#### Görev tanımı:
Aşağıdaki kayıtlardan "roof" sözcüğünü içeren bütün satırları topla.

--- Girdi kayıtları ---

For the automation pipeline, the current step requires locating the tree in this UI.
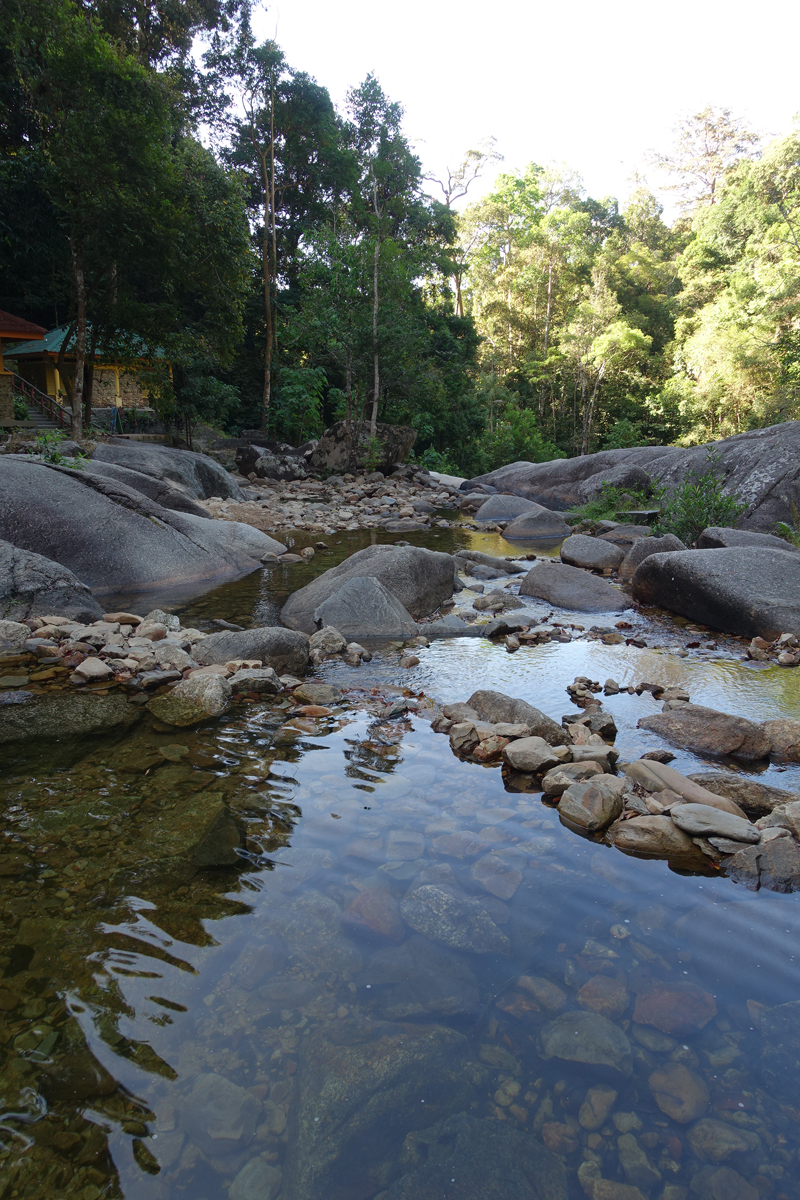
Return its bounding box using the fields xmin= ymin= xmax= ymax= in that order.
xmin=650 ymin=104 xmax=759 ymax=212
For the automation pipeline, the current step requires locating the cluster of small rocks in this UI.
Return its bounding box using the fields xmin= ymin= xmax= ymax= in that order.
xmin=200 ymin=468 xmax=459 ymax=534
xmin=432 ymin=676 xmax=800 ymax=892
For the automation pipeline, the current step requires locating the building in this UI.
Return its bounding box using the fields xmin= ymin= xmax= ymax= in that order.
xmin=6 ymin=323 xmax=155 ymax=408
xmin=0 ymin=310 xmax=46 ymax=425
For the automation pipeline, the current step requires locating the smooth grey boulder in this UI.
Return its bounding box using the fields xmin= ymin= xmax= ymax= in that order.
xmin=619 ymin=533 xmax=686 ymax=581
xmin=519 ymin=562 xmax=631 ymax=612
xmin=474 ymin=493 xmax=539 ymax=521
xmin=687 ymin=770 xmax=800 ymax=817
xmin=560 ymin=533 xmax=625 ymax=571
xmin=383 ymin=1112 xmax=567 ymax=1200
xmin=312 ymin=575 xmax=419 ymax=641
xmin=462 ymin=421 xmax=800 ymax=533
xmin=697 ymin=526 xmax=798 ymax=554
xmin=192 ymin=625 xmax=308 ymax=674
xmin=541 ymin=1013 xmax=633 ymax=1075
xmin=0 ymin=455 xmax=284 ymax=595
xmin=453 ymin=550 xmax=528 ymax=575
xmin=281 ymin=1006 xmax=482 ymax=1200
xmin=467 ymin=689 xmax=569 ymax=746
xmin=669 ymin=804 xmax=762 ymax=842
xmin=503 ymin=504 xmax=570 ymax=541
xmin=281 ymin=546 xmax=453 ymax=634
xmin=559 ymin=775 xmax=622 ymax=833
xmin=91 ymin=438 xmax=242 ymax=500
xmin=637 ymin=704 xmax=772 ymax=767
xmin=80 ymin=448 xmax=210 ymax=520
xmin=0 ymin=692 xmax=142 ymax=744
xmin=0 ymin=541 xmax=103 ymax=636
xmin=631 ymin=546 xmax=800 ymax=641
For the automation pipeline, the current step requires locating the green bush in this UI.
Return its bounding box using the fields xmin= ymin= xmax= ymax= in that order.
xmin=652 ymin=450 xmax=747 ymax=546
xmin=570 ymin=484 xmax=652 ymax=521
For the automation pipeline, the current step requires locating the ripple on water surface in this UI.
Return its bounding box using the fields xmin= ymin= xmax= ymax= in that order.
xmin=0 ymin=547 xmax=800 ymax=1200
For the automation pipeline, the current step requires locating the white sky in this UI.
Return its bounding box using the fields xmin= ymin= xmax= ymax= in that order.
xmin=253 ymin=0 xmax=800 ymax=220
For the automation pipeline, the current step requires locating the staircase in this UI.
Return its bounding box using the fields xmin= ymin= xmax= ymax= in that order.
xmin=12 ymin=374 xmax=72 ymax=433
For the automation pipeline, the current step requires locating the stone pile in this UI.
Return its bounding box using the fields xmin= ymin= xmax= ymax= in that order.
xmin=201 ymin=468 xmax=459 ymax=534
xmin=432 ymin=677 xmax=800 ymax=892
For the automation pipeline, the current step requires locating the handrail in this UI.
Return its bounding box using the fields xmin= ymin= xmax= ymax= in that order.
xmin=12 ymin=374 xmax=72 ymax=430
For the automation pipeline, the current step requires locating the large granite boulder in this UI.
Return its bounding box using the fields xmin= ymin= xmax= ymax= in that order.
xmin=619 ymin=533 xmax=686 ymax=581
xmin=638 ymin=704 xmax=772 ymax=762
xmin=76 ymin=458 xmax=210 ymax=520
xmin=0 ymin=541 xmax=103 ymax=624
xmin=308 ymin=421 xmax=416 ymax=473
xmin=281 ymin=546 xmax=453 ymax=634
xmin=314 ymin=575 xmax=419 ymax=641
xmin=192 ymin=625 xmax=308 ymax=674
xmin=631 ymin=546 xmax=800 ymax=641
xmin=475 ymin=492 xmax=541 ymax=521
xmin=91 ymin=438 xmax=243 ymax=500
xmin=0 ymin=448 xmax=285 ymax=595
xmin=462 ymin=421 xmax=800 ymax=533
xmin=503 ymin=504 xmax=570 ymax=541
xmin=519 ymin=560 xmax=631 ymax=612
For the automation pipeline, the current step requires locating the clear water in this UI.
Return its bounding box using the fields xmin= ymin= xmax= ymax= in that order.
xmin=0 ymin=530 xmax=800 ymax=1200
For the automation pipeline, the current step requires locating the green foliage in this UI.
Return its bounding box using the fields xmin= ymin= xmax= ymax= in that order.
xmin=775 ymin=500 xmax=800 ymax=548
xmin=652 ymin=450 xmax=746 ymax=546
xmin=603 ymin=416 xmax=652 ymax=450
xmin=571 ymin=484 xmax=652 ymax=521
xmin=271 ymin=367 xmax=326 ymax=445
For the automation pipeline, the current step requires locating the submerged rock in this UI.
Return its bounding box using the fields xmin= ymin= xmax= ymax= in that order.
xmin=384 ymin=1112 xmax=567 ymax=1200
xmin=467 ymin=690 xmax=569 ymax=746
xmin=193 ymin=625 xmax=308 ymax=674
xmin=180 ymin=1074 xmax=261 ymax=1158
xmin=148 ymin=674 xmax=231 ymax=726
xmin=519 ymin=562 xmax=631 ymax=612
xmin=362 ymin=934 xmax=480 ymax=1021
xmin=281 ymin=545 xmax=453 ymax=634
xmin=401 ymin=883 xmax=510 ymax=954
xmin=312 ymin=575 xmax=419 ymax=638
xmin=541 ymin=1012 xmax=633 ymax=1075
xmin=0 ymin=692 xmax=142 ymax=744
xmin=282 ymin=1021 xmax=487 ymax=1200
xmin=560 ymin=533 xmax=625 ymax=571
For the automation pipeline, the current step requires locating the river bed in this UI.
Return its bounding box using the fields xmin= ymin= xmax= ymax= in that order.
xmin=0 ymin=529 xmax=800 ymax=1200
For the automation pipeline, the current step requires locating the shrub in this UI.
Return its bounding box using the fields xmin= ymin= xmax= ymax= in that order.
xmin=570 ymin=484 xmax=652 ymax=521
xmin=652 ymin=450 xmax=747 ymax=546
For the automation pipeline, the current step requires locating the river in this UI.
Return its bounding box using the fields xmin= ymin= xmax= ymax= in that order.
xmin=0 ymin=528 xmax=800 ymax=1200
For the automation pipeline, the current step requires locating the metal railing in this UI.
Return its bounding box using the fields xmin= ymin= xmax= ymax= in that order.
xmin=12 ymin=374 xmax=72 ymax=430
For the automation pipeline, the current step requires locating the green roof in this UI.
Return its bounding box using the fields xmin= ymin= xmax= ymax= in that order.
xmin=5 ymin=325 xmax=163 ymax=359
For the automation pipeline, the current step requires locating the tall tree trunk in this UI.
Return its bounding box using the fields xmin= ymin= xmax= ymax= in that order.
xmin=539 ymin=259 xmax=553 ymax=413
xmin=70 ymin=236 xmax=86 ymax=438
xmin=369 ymin=234 xmax=380 ymax=438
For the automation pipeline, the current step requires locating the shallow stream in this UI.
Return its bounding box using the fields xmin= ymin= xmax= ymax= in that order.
xmin=0 ymin=529 xmax=800 ymax=1200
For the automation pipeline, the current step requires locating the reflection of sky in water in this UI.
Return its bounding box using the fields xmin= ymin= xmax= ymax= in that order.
xmin=0 ymin=530 xmax=800 ymax=1200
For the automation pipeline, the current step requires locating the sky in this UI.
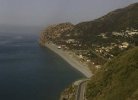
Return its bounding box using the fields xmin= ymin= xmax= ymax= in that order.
xmin=0 ymin=0 xmax=138 ymax=26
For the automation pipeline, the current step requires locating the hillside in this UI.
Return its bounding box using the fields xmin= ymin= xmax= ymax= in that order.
xmin=40 ymin=3 xmax=138 ymax=65
xmin=87 ymin=47 xmax=138 ymax=100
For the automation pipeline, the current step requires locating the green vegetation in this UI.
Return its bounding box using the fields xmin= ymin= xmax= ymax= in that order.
xmin=87 ymin=47 xmax=138 ymax=100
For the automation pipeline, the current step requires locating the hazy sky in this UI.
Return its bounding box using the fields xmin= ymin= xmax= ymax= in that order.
xmin=0 ymin=0 xmax=138 ymax=26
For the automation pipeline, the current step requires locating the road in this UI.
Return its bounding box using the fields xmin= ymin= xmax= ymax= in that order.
xmin=76 ymin=80 xmax=88 ymax=100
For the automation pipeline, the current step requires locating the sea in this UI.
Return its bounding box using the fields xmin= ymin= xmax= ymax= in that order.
xmin=0 ymin=33 xmax=84 ymax=100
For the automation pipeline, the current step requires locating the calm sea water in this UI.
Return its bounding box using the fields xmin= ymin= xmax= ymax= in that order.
xmin=0 ymin=33 xmax=83 ymax=100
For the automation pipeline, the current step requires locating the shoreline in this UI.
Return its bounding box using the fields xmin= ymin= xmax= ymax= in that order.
xmin=45 ymin=43 xmax=92 ymax=78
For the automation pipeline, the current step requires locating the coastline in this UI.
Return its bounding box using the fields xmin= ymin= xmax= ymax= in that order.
xmin=45 ymin=43 xmax=92 ymax=78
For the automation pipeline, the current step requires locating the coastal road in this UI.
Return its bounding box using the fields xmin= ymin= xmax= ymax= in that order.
xmin=76 ymin=81 xmax=88 ymax=100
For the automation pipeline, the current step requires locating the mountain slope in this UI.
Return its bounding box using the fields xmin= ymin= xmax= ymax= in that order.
xmin=87 ymin=47 xmax=138 ymax=100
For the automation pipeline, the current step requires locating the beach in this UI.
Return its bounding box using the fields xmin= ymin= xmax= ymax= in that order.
xmin=45 ymin=43 xmax=92 ymax=78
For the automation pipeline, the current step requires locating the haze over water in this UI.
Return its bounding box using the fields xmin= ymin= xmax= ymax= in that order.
xmin=0 ymin=33 xmax=83 ymax=100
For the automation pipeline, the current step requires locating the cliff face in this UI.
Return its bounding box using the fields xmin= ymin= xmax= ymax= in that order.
xmin=40 ymin=23 xmax=74 ymax=44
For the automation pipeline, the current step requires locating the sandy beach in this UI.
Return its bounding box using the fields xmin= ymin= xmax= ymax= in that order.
xmin=45 ymin=43 xmax=92 ymax=78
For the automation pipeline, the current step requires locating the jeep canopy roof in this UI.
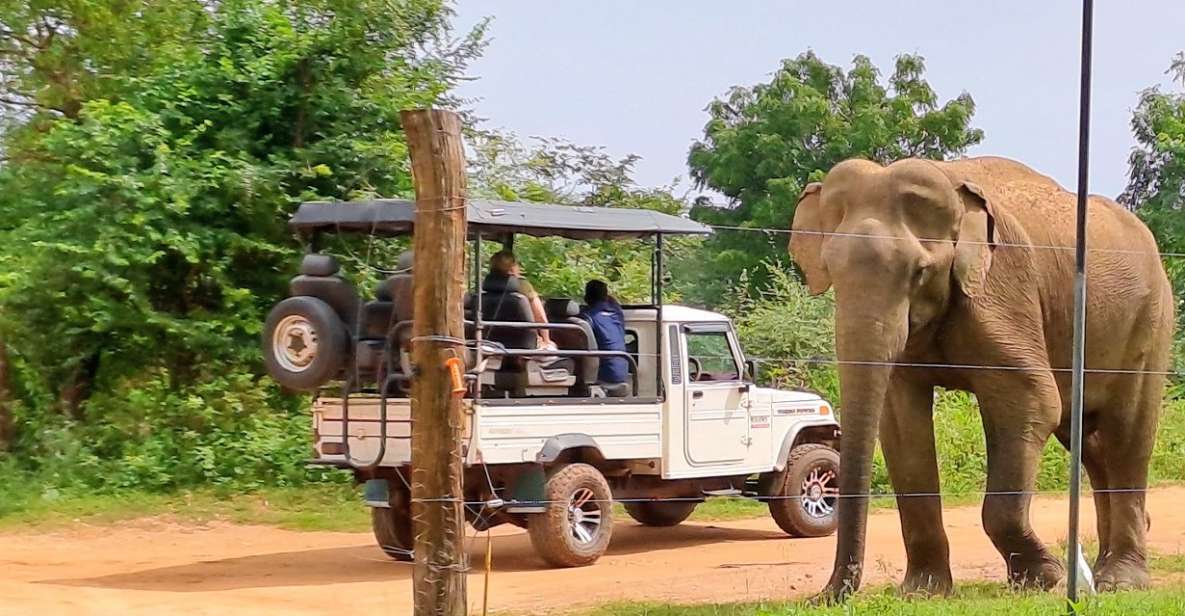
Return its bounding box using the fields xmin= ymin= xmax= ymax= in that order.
xmin=288 ymin=199 xmax=712 ymax=239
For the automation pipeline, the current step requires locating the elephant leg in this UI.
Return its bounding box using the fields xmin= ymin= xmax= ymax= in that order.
xmin=1057 ymin=431 xmax=1110 ymax=571
xmin=880 ymin=378 xmax=953 ymax=595
xmin=976 ymin=372 xmax=1065 ymax=589
xmin=1095 ymin=374 xmax=1164 ymax=590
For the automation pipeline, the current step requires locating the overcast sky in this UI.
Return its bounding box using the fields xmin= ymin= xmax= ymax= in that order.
xmin=457 ymin=0 xmax=1185 ymax=202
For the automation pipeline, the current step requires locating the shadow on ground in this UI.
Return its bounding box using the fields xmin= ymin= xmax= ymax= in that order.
xmin=38 ymin=524 xmax=786 ymax=592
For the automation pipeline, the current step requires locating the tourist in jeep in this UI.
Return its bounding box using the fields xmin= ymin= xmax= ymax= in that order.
xmin=581 ymin=280 xmax=630 ymax=397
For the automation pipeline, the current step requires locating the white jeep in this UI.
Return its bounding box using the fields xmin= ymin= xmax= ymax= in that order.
xmin=264 ymin=200 xmax=840 ymax=566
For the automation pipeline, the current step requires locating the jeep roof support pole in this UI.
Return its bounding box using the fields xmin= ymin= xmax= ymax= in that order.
xmin=1065 ymin=0 xmax=1094 ymax=614
xmin=654 ymin=233 xmax=666 ymax=398
xmin=470 ymin=229 xmax=483 ymax=407
xmin=399 ymin=109 xmax=468 ymax=616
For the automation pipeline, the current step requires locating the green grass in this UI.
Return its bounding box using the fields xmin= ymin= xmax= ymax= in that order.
xmin=584 ymin=583 xmax=1185 ymax=616
xmin=0 ymin=483 xmax=370 ymax=532
xmin=1148 ymin=552 xmax=1185 ymax=573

---

#### Görevin sonucu:
For the automation pipeline, the current step requires locating the green roof in this UI.
For the automation pipeline, the current step requires locating the jeep canopy roof in this UI.
For the automation pipeline, the current step requires locating the jeep roof support pole in this UI.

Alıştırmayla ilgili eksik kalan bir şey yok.